╭──

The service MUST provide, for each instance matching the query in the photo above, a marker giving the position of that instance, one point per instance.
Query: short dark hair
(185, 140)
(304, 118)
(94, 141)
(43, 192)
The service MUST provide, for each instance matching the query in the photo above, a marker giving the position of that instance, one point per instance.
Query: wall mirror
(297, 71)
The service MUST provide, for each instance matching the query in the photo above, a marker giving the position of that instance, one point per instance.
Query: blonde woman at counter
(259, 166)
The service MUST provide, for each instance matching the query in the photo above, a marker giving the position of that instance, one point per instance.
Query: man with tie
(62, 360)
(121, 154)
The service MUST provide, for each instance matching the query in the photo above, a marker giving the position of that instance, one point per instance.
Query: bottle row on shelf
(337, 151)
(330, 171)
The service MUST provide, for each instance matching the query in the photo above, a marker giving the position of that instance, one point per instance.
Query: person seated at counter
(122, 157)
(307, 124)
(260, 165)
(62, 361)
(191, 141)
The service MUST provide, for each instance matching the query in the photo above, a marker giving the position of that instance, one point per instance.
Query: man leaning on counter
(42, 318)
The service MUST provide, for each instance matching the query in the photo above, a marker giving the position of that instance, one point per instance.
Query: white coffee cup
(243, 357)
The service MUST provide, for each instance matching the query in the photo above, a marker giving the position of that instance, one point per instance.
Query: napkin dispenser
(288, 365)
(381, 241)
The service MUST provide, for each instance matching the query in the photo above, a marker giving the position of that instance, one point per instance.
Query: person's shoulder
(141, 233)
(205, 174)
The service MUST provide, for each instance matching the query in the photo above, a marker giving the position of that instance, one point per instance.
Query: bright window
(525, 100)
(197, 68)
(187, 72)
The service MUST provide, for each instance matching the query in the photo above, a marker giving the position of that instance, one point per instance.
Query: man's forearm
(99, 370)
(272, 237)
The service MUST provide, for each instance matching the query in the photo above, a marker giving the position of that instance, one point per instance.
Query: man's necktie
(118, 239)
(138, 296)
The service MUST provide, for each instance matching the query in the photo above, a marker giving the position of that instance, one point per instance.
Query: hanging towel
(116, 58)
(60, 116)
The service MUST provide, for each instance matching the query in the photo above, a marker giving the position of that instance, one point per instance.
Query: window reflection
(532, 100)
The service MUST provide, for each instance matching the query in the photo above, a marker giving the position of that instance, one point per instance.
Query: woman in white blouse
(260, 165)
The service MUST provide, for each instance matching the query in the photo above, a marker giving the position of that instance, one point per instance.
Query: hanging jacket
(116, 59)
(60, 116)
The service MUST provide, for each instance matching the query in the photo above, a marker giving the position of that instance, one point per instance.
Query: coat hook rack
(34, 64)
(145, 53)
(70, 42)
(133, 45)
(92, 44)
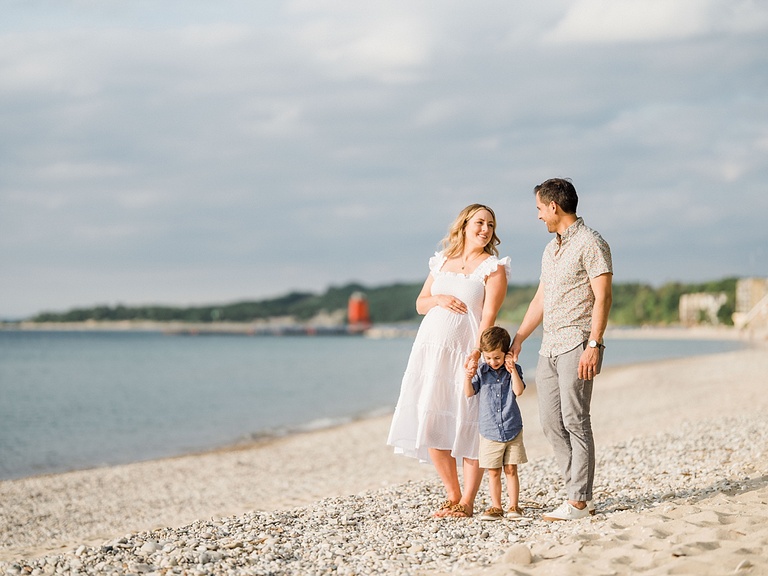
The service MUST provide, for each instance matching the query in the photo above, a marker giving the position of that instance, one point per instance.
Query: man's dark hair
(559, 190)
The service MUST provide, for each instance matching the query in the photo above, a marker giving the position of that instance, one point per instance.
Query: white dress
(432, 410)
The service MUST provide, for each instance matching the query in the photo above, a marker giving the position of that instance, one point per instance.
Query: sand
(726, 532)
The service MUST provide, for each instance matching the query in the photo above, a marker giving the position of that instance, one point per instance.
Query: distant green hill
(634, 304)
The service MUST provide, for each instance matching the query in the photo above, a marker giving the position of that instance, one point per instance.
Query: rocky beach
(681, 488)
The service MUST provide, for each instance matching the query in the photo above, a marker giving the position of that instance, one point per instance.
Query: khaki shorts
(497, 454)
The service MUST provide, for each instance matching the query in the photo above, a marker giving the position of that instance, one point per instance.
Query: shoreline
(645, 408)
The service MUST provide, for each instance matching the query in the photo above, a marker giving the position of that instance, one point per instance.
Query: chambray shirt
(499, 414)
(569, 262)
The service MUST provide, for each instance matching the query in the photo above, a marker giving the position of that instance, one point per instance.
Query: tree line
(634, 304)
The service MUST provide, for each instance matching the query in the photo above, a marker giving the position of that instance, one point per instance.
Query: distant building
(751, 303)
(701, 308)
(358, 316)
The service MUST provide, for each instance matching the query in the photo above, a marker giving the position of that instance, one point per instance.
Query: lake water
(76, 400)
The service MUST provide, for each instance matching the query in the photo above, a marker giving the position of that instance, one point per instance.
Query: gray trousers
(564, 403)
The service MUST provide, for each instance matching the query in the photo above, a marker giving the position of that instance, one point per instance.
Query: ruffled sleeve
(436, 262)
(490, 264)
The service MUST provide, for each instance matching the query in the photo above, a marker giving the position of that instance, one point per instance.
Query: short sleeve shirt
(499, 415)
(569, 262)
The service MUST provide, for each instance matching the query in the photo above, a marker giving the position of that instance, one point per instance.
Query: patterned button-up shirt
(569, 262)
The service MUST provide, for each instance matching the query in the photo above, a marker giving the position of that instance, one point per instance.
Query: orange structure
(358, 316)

╰──

#### [Goal]
Excluding the pictures, reproduce every entry exactly as given.

#### [Response to the task]
The service MUST provide, for each instance matching the query in the photo above, a marker giving the position of that instance, one point per instance.
Query: short dark hair
(185, 140)
(304, 118)
(94, 141)
(43, 192)
The service MUST provide, for each instance matching the query in the photo above, a marker giving the position of that instance, one point per instance.
Query: wall mirror
(297, 71)
The service MUST provide, for each instance matching the query in the photo above, a marker giving the position of that instance, one point per instance.
Query: blonde woman at counter
(259, 166)
The service MUST provide, for each instance matching the query in the photo above, a marker giving the position of that instance, one point per instance.
Query: man with tie
(62, 360)
(121, 154)
The service MUST provide, for each instance matching the query in the photo above, a marker giving the position of that instance, one point per instance.
Query: bottle row on shelf
(337, 151)
(330, 171)
The service MUST provide, for each instance matching the query in the photo above, a marker giving the position of that instance, one point per instance.
Query: person seated at counter
(122, 157)
(307, 124)
(260, 165)
(62, 361)
(191, 141)
The service MUST provide, for each instance matching the query in the photo above, a marker giving the position of that instance, one point per instance.
Query: man leaning on counter
(42, 318)
The service MUST provide, for each instance matching the query in the photo above, a marker giving the position of that instance, one point per instance.
Query: white coffee cup
(243, 357)
The service MUST provide, for each instance matching the query in the photo above, a marker giving the position of that instance, one point per instance.
Query: napkin dispenser
(288, 365)
(381, 241)
The service MUST provide, for each instance matching the query in the photo above, a marker giving the position of that instance, one point per instance.
Query: person's shoulder
(141, 233)
(205, 174)
The service MUST provide, for each instance matching the query in the photo above, a marker giving the position of that instance, one point per instance.
Query: bright window
(525, 100)
(197, 68)
(187, 72)
The service MUST provide, for each instance matching the query in the photo above, a marker giving the position of that instance, one point per instance.
Query: man's forearm
(99, 370)
(272, 237)
The service MUST provide, for each instance matching the query in the photo above, a marker giving the position of that instance, one point per instance.
Query: man's necktie
(118, 239)
(138, 296)
The service MUST provide, for each instance matching the query in the photo above, a marker giving the position of that instance, one point per instance.
Query: hanging towel
(116, 58)
(60, 116)
The service MUST provide, for each instance matching the query in the photo above, a marker giving the position of that instance, one point per instance.
Query: window reflection
(532, 100)
The service MUST provide, for each instance matching the query in the photo above, a marker giving the position of that instance, one point per instance.
Query: woman in white blouse
(260, 165)
The service MUST provide, for each instance matching the query in the photo above, a marker giving the position of that instance, one point per instance.
Query: hanging jacket
(116, 59)
(60, 116)
The service MUST provide, for each instance matching the query in the photo above, a marker giving the position of that instance, one point per instance.
Query: coat hook rack
(34, 64)
(145, 53)
(70, 42)
(133, 45)
(92, 44)
The service MUST provide, for each instance matching the query in the photo above, a marker giving the position of that instance, one point per instance.
Query: man's dark hair
(559, 190)
The service MUST provide, for each instance matching the query in the photo above, a marker giving the position of that instance, one point per instance.
Query: white dress
(432, 410)
The service MUST provide, for each instance matching the query in the photo above, a marker giving the position of that instance, one point per instance.
Query: sand
(726, 532)
The service MUST provide, for each instance matching the query in the photo above, a marker giving the position of that instance, one point per instance.
Query: distant green hill
(634, 304)
The service MUST provide, for each instance matching the query in the photo above, a marker giving the position of that instance, one point per instance.
Query: rocky beach
(681, 488)
The service MUST provide, for each instance matching the query in the photo above, a marker giving the position of that instance, one point per instance.
Query: khaki shorts
(497, 454)
The service MUST provide, for each instance matching the query in the photo above, a marker giving the position of that instance, one point per instance.
Query: shoreline
(645, 408)
The service MUST provide, for each instance matching the query in the photo above, a marker giving the position of that instance, one point per instance.
Query: chambray shirt
(499, 414)
(569, 262)
The service MUST provide, for each instance matching the query in the photo above, a marker giving the position of that instance, one point per instance.
Query: tree line
(634, 304)
The service MUST provide, for each instance matching the query in the photo above, a marker giving the position of that instance, one point per instance.
Query: distant building
(751, 303)
(701, 308)
(358, 316)
The service MUST provide, for each instance matching the query in the photo above, a marker giving the position of that instance, one point per instance.
Query: lake water
(76, 400)
The service MUST provide, for each instance matching the query in the photo above, a marker giving the position of that instance, one point per instance.
Query: gray trousers
(564, 403)
The service MUST provide, for each instance matching the query in the photo above, a marker giving the position of that instance, one point per instance.
Query: ruffled sleeve
(436, 262)
(490, 264)
The service MUST provide, for each instance matching the query in the photo above, a marker giving the position of that instance, one point per instance.
Query: short sleeve shirt
(499, 415)
(569, 262)
The service MUST provide, for each instance matching the query in the photo above, a marker giving the position of that instance, one point per instance.
Query: patterned button-up shirt
(569, 262)
The service MUST provide, for each instance matching the query in the photo above, a marker giving the position of that instance, one point per instance.
Query: orange structure
(358, 316)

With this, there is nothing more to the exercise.